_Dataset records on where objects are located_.
┌────────
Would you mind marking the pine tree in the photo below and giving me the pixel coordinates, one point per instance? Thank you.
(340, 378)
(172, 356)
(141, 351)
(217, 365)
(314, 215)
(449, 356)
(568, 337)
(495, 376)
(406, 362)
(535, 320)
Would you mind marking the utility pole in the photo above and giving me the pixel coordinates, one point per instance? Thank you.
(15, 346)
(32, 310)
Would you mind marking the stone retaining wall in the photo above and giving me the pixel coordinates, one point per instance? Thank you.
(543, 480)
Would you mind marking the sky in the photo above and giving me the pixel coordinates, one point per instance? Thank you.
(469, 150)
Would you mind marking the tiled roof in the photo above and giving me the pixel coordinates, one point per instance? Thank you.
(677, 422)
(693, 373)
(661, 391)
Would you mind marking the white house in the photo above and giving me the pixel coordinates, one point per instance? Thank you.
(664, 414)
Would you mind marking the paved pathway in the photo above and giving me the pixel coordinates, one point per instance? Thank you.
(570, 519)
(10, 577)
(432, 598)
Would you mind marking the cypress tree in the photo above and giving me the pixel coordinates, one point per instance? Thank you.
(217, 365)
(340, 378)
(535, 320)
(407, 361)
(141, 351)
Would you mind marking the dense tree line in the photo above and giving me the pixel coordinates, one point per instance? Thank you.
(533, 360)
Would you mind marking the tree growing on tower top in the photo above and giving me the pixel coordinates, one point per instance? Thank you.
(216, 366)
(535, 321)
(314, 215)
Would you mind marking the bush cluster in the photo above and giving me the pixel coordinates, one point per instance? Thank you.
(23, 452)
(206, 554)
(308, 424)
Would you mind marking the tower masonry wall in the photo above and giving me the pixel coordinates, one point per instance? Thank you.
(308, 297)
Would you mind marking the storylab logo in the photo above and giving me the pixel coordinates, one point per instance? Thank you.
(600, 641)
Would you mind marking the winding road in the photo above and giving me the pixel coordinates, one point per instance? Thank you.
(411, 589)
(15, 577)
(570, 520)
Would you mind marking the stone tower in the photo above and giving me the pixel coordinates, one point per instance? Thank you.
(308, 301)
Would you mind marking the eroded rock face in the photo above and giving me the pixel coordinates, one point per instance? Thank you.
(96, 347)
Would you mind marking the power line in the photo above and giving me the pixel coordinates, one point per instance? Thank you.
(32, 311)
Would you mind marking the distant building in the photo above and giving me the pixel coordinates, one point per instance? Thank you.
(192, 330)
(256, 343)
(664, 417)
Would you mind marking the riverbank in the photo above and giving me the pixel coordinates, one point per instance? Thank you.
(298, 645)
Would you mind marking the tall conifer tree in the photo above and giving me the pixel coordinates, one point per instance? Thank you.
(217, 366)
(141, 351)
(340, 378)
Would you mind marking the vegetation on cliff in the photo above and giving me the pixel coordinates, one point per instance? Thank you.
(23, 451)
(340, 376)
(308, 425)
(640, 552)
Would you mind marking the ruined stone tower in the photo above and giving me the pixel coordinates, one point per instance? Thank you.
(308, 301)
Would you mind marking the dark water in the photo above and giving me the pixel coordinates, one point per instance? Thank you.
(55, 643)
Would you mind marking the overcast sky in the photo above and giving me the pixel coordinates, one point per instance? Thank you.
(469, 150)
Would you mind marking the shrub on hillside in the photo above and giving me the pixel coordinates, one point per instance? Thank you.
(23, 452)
└────────
┌────────
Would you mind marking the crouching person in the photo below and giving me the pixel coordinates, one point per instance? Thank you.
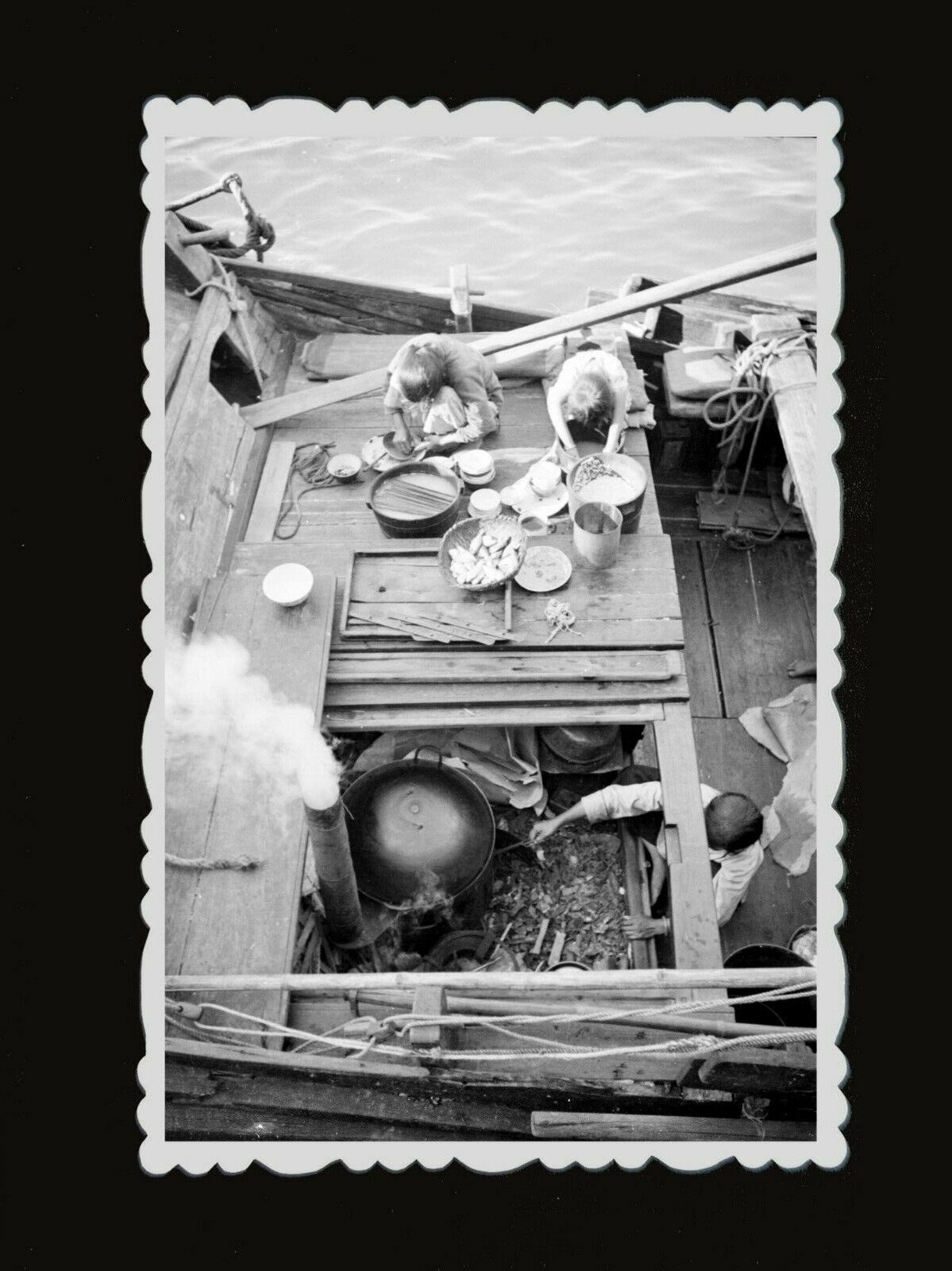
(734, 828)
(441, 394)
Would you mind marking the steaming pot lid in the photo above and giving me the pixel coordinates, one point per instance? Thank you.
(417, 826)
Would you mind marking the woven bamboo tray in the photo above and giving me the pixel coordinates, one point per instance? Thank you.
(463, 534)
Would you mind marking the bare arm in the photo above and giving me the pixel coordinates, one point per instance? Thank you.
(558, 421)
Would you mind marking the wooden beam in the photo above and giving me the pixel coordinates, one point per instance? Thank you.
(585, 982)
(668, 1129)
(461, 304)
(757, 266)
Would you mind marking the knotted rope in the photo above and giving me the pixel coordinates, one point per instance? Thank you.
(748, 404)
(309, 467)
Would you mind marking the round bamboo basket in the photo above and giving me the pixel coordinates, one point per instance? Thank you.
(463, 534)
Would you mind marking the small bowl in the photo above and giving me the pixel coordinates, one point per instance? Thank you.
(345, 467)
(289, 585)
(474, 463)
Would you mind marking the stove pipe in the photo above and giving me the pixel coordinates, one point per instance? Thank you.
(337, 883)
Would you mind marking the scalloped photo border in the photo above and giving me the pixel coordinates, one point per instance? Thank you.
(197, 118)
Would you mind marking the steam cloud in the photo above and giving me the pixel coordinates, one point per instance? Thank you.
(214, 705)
└────────
_TO DO_.
Please count the lines in the data above that contain the string "wall", treating case as significant, and reply with the number alone.

_THE ANSWER_.
2